_PROBLEMS TO WORK ON_:
• 1. In the article on Mohammed Balousha, rename "Al Mashhad Media" to "Al Mashhad" and write out the stretch from "Mohammed Balousha (Arabic: محمد" through "issues in Gaza." with that change.
• 2. Extend the article on Mohammed Balousha, picking up after its final sentence.

EXCERPTED TEXT: Begin

- Mohammed Balousha in press gear
- Born: 1986 Gaza Strip, Palestine
- Died: December 14, 2024 (aged 37–38) Gaza City, Palestine
- Occupations: Journalist, Photographer
- Employer: Al Mashhad Media
- Known for: Reporting on humanitarian issues in Gaza

= Mohammed Balousha =

Palestinian journalist and photographer

Mohammed Balousha (Arabic: محمد بالوشة) was a Palestinian journalist and photographer known for his work documenting life and conflict in the Gaza Strip. He was affiliated with the Emirati-owned Al Mashhad Media and contributed to various local and international media outlets. Balousha was recognised for his reporting from conflict zones and his efforts to shed light on humanitarian issues in Gaza.

== Early life and career ==
Balousha began his journalism career in Gaza, where he worked with several media organisations. He gained recognition for his coverage of the humanitarian situation in the Gaza Strip, often reporting from areas heavily affected by conflict.

Balousha was the director of the TV channel Palestine Today.

== Reporting on humanitarian issues ==
One of Balousha's notable contributions was his reporting on the conditions at Gaza's Al-Nasr Children's Hospital. In November 2023, he reported on the decomposing bodies of premature infants left in the hospital's intensive care unit, highlighting the severe shortages of medical supplies and personnel due to the ongoing conflict. This report brought international attention to the dire conditions in Gaza's medical facilities and underscored the impact of the conflict on healthcare services.

EXCERPTED TEXT: End
DATA FOR REVIEW: Begin

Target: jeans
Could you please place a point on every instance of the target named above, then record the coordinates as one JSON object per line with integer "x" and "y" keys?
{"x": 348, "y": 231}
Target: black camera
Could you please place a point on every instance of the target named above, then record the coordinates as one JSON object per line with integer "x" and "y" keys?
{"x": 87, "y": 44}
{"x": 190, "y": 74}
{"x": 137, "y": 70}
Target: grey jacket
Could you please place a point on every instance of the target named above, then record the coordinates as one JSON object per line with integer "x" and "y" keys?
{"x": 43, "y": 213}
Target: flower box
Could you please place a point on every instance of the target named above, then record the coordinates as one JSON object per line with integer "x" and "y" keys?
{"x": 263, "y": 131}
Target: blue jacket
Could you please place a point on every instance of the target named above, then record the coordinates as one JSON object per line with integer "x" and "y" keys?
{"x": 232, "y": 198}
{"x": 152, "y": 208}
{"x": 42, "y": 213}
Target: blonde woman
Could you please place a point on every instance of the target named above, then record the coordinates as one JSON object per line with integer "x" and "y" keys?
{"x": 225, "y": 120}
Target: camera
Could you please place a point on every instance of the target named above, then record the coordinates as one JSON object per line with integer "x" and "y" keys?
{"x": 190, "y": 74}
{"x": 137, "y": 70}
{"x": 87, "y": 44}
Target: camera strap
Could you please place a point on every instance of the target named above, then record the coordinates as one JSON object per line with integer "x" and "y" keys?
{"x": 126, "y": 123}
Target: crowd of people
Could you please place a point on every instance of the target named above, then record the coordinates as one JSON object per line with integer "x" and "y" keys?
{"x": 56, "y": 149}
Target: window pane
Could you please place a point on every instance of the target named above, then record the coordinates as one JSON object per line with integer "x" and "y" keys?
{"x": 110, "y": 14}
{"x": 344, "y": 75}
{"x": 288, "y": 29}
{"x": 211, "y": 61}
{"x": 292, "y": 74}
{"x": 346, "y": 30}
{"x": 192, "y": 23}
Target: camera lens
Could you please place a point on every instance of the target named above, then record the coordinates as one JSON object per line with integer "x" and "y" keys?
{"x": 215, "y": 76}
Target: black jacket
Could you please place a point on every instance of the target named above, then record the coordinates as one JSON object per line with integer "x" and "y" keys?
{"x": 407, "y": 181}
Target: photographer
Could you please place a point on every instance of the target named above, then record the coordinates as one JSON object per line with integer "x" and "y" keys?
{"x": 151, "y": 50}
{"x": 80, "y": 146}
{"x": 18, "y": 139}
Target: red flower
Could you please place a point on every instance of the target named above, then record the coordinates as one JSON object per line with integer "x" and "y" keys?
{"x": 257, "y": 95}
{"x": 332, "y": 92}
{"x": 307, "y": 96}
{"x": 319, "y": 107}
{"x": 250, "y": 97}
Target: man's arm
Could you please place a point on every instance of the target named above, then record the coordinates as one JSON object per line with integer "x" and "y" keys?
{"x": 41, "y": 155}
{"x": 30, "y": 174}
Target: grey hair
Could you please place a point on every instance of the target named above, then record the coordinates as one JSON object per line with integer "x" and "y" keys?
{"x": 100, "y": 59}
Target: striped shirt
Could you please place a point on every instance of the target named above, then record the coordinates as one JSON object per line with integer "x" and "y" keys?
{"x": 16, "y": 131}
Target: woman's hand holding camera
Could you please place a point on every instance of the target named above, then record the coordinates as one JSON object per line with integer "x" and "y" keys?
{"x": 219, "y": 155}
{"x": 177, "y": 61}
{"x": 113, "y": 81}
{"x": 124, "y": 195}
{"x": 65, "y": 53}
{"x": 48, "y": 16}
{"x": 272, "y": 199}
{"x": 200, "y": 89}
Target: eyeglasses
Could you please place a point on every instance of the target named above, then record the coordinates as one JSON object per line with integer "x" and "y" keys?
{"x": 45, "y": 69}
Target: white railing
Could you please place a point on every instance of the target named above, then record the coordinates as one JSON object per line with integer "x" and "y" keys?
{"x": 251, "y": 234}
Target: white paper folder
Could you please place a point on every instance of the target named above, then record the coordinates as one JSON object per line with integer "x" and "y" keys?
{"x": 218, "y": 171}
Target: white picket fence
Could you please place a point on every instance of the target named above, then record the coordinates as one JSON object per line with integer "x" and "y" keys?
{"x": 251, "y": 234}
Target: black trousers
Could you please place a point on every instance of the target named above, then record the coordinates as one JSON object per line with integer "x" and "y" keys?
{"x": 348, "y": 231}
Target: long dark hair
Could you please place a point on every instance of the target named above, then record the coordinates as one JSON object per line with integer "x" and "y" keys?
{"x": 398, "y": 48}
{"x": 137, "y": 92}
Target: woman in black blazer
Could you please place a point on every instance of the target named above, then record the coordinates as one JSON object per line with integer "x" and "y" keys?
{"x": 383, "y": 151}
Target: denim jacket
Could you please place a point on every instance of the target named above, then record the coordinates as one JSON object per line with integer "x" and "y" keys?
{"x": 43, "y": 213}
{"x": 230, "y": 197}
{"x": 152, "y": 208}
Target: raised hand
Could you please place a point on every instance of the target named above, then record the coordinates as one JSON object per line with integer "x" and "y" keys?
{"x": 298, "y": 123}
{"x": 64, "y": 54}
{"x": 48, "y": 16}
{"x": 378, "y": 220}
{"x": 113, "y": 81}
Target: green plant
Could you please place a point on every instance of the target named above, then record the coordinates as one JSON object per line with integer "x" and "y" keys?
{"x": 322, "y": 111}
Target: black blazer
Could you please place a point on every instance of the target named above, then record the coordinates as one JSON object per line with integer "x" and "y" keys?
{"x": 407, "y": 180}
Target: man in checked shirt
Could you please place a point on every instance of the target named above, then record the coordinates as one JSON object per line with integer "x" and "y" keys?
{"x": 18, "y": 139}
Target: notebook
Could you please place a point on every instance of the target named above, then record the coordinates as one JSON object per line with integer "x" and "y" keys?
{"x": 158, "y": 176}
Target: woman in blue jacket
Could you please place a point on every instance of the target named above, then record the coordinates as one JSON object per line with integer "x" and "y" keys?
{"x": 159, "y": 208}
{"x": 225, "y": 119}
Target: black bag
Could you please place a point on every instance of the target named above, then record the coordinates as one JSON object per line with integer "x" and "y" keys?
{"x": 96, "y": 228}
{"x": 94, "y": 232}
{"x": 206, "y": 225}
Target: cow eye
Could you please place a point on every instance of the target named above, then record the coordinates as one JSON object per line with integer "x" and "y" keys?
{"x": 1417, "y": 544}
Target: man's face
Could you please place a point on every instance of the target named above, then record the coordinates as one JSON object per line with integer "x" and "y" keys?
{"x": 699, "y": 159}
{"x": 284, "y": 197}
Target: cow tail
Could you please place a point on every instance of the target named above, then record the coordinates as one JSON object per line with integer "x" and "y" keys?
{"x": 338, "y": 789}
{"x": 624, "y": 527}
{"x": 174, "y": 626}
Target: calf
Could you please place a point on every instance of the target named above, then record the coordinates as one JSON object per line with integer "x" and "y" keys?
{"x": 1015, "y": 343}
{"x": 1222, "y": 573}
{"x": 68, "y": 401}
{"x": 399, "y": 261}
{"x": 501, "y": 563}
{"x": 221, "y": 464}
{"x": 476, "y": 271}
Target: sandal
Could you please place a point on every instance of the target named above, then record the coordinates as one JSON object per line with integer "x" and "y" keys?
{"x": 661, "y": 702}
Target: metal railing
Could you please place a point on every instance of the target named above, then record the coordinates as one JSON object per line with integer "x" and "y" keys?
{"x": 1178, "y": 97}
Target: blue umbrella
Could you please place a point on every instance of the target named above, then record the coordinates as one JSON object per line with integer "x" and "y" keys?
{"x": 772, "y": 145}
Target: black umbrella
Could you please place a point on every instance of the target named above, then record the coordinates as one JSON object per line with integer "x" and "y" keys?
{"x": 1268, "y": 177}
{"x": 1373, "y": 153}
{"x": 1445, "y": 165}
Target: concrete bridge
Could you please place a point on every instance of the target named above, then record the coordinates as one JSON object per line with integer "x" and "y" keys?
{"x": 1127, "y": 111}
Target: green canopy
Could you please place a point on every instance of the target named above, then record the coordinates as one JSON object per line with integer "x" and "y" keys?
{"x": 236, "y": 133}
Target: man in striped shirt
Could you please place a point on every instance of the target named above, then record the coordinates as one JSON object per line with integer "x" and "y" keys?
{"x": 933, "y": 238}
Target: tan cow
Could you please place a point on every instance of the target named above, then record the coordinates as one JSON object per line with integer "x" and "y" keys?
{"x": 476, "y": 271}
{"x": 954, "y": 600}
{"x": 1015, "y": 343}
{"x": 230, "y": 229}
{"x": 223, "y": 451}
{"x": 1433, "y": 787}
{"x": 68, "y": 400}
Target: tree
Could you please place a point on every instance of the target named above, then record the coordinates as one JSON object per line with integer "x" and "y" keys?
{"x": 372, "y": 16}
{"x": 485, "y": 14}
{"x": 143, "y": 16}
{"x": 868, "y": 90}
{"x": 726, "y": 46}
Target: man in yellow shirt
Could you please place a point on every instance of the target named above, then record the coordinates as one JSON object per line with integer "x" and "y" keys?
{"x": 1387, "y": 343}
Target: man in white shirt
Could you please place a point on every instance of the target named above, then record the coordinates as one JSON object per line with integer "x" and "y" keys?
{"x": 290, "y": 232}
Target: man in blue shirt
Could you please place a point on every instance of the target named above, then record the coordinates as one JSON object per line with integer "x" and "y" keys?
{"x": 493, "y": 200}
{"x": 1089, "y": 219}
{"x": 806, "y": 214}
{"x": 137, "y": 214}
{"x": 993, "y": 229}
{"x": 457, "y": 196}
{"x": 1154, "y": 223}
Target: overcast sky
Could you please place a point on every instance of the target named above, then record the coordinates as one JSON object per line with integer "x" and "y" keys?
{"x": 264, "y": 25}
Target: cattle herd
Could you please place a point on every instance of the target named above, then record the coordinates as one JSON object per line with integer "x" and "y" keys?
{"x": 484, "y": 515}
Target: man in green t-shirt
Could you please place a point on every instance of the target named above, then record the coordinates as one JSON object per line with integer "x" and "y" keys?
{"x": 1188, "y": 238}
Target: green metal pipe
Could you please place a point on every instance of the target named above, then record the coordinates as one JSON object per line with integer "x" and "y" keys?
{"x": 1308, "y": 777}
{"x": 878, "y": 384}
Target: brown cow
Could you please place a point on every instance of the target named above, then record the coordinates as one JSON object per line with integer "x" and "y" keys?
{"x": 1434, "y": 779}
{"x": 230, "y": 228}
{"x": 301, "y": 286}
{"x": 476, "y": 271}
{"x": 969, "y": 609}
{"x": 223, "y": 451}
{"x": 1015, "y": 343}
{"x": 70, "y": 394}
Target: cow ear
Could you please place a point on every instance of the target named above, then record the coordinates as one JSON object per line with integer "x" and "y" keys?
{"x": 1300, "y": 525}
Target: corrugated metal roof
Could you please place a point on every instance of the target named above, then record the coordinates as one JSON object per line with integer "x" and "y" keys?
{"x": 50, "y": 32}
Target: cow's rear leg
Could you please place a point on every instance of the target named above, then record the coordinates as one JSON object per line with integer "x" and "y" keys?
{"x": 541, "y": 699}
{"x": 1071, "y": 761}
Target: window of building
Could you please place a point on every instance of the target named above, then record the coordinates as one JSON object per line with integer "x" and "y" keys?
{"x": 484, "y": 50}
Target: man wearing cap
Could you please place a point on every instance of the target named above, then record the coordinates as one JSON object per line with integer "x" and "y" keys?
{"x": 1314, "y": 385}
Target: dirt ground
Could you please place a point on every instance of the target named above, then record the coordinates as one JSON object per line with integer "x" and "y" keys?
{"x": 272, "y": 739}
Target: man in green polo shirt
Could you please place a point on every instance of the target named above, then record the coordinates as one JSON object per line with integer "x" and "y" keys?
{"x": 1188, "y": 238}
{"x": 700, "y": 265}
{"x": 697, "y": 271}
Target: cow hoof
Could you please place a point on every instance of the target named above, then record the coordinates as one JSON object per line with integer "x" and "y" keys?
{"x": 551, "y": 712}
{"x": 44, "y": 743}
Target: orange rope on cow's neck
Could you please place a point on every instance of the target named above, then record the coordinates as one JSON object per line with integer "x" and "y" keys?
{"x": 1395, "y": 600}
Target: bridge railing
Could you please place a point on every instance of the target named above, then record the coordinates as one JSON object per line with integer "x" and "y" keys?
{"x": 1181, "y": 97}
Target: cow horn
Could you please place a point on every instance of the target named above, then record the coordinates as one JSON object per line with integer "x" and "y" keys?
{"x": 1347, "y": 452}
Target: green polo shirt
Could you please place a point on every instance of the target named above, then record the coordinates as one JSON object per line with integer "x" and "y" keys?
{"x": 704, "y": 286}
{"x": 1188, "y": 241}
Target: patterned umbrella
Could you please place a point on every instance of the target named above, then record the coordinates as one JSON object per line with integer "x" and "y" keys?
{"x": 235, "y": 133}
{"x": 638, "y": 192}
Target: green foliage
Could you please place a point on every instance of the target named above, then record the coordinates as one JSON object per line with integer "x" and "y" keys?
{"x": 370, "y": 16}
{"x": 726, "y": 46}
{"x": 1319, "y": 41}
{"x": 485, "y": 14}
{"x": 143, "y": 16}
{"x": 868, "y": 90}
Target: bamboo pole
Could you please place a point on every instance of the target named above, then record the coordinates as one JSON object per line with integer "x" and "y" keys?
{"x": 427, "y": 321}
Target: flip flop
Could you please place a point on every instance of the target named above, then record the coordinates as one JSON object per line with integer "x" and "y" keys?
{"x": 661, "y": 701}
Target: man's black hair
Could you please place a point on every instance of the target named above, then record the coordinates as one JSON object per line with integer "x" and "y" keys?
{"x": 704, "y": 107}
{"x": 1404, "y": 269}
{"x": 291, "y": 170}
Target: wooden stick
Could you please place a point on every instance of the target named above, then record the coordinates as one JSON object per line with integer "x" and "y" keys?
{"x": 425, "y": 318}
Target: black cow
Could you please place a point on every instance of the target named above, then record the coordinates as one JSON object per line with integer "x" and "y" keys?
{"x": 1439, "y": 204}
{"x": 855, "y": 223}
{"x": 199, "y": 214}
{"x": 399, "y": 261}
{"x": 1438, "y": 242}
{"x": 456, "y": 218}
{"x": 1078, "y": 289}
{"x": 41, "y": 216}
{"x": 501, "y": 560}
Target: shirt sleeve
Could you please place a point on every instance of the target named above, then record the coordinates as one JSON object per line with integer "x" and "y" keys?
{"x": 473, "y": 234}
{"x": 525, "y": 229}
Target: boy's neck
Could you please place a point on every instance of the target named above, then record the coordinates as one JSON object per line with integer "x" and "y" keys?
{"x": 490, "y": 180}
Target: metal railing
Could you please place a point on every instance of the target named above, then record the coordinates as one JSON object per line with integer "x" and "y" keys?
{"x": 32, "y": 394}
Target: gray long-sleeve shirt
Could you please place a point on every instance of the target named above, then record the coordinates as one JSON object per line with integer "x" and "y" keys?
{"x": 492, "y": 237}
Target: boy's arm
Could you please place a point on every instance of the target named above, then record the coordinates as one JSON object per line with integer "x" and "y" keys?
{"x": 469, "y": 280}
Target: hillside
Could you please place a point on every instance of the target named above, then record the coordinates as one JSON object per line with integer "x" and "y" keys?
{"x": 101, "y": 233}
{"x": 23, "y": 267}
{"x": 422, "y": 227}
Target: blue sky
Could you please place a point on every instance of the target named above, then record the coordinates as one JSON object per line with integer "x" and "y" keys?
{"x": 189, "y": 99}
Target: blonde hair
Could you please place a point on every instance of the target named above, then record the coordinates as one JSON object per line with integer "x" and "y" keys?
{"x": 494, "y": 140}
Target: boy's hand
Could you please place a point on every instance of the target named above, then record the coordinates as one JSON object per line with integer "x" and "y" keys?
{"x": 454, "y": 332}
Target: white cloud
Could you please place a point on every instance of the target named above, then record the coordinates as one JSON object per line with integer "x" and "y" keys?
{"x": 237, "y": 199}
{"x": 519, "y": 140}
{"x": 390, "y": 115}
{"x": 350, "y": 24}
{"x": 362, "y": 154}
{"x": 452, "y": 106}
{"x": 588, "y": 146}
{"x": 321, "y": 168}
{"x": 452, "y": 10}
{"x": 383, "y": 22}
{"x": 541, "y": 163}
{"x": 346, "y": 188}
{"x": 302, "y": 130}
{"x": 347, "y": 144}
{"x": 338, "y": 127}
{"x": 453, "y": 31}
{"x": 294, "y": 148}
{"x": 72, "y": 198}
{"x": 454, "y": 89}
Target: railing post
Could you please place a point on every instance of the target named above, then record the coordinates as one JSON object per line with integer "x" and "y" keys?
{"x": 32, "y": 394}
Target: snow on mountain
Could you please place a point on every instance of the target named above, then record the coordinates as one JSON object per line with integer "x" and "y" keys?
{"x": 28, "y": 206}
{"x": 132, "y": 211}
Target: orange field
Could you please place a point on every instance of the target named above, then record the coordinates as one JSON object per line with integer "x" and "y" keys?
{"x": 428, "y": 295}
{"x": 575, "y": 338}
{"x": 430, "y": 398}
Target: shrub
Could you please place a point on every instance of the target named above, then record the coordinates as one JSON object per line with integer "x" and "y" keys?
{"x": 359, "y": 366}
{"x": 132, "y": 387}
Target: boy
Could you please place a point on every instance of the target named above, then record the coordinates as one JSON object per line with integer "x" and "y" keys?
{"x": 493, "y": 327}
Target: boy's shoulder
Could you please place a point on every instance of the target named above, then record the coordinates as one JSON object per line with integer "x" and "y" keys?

DATA FOR REVIEW: End

_ANSWERS TO THE EXERCISE_:
• 1.
Mohammed Balousha (Arabic: محمد بالوشة) was a Palestinian journalist and photographer known for his work documenting life and conflict in the Gaza Strip. He was affiliated with the Emirati-owned Al Mashhad and contributed to various local and international media outlets. Balousha was recognised for his reporting from conflict zones and his efforts to shed light on humanitarian issues in Gaza.

• 2.
== Injury and death ==
On 16 December 2023, Balousha was shot and injured by an Israeli sniper while reporting near his home in the Jabalya refugee camp in northern Gaza.

He was wearing a press helmet and flak jacket at the time of the incident. Balousha believed the shot was fired by an Israeli sniper hidden in a nearby residential building. He was later hospitalised for his injuries and underwent treatment.

Despite his injuries, Balousha continued his journalistic work. On 14 December 2024, he was killed in an Israeli drone strike while returning from a medical check-up at the Sheikh Radwan neighborhood clinic in northern Gaza City. The Committee to Protect Journalists (CPJ) reported that Balousha was 38 years old at the time of his death.